• TASK OBJECTIVE
Write each line out exactly, leaving none out.

• STORED RECORDS

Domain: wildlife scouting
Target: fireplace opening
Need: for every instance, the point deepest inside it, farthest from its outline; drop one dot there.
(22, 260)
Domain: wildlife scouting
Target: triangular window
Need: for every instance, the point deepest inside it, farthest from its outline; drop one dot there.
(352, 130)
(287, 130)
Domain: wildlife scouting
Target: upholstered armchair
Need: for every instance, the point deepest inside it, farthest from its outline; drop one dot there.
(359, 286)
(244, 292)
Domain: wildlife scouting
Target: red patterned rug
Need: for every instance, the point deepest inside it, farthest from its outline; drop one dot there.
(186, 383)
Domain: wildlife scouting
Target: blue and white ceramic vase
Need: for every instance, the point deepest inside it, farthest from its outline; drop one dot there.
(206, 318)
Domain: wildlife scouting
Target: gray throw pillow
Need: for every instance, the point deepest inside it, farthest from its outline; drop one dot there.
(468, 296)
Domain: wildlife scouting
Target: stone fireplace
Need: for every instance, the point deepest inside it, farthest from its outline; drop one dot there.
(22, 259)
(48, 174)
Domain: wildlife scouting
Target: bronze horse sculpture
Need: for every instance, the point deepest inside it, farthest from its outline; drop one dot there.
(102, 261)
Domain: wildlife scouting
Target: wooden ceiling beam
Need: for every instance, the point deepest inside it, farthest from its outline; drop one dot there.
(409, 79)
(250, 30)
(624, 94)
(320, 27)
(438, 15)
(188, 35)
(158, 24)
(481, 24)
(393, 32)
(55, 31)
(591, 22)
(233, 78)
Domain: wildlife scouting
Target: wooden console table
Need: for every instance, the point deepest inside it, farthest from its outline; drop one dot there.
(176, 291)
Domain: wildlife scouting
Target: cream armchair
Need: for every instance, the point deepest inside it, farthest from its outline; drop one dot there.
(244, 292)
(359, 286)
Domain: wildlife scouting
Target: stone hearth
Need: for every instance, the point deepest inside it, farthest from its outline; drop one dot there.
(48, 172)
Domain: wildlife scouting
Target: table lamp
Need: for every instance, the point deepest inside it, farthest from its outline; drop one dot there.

• WRITTEN ANSWER
Domain: wildlife scouting
Target: fireplace opening
Need: for every instance, the point deepest inside it, farthest from its outline; drop one dot there.
(22, 260)
Domain: wildlife scouting
Target: triangular window
Need: for every instance, the point deepest inside it, farthest from its outline; drop one dot there.
(352, 130)
(287, 130)
Domain: wildlife scouting
Target: upholstered armchair
Need: for every instance, the point deepest inside it, farthest from its outline; drop one dot there.
(359, 286)
(244, 292)
Domain: wildlife scouting
Target: red patterned rug
Need: for every instance, the point deepest inside it, farthest from its outline; drop one dot there.
(186, 383)
Domain: wildlife scouting
Target: blue and white ceramic vase
Need: for every instance, the point deepest inside it, farthest from its outline; drop one dot there.
(206, 318)
Domain: wildlife scouting
Target: gray throw pillow
Need: for every instance, the point deepest inside it, farthest from its outline; drop one dot there.
(468, 296)
Domain: wildlife scouting
Target: stone fireplace
Need: for every instance, the point deepest inside it, farthest from its outline; drop one dot there.
(22, 259)
(48, 174)
Domain: wildlife scouting
Target: bronze horse sculpture
Need: for every instance, the point deepest inside it, farthest from its outline; drop one dot there.
(102, 261)
Domain: wildlife scouting
Target: wooden ceiling beam
Need: for every instance, the point deepest inside it, farthest from its outline; drop one dot there.
(409, 79)
(250, 30)
(624, 94)
(320, 27)
(438, 15)
(188, 35)
(158, 24)
(481, 24)
(393, 32)
(55, 31)
(591, 22)
(233, 78)
Domain: wildlife scouting
Target: wooden console table
Need: for every instance, the point deepest inside it, farthest from its outline; drop one dot there.
(176, 291)
Domain: wildlife scouting
Target: cream armchair
Need: for every instance, the point deepest inside it, farthest from its outline; drop one dot there.
(244, 292)
(359, 286)
Domain: wildlife scouting
Target: stone hearth
Need: for every instance, the point deepest inside it, farthest from its outline; drop one dot there.
(48, 172)
Domain: wildlife scouting
Target: table lamp
Need: for every instance, the point deepest inside it, farthest from its outline; drop one dot there.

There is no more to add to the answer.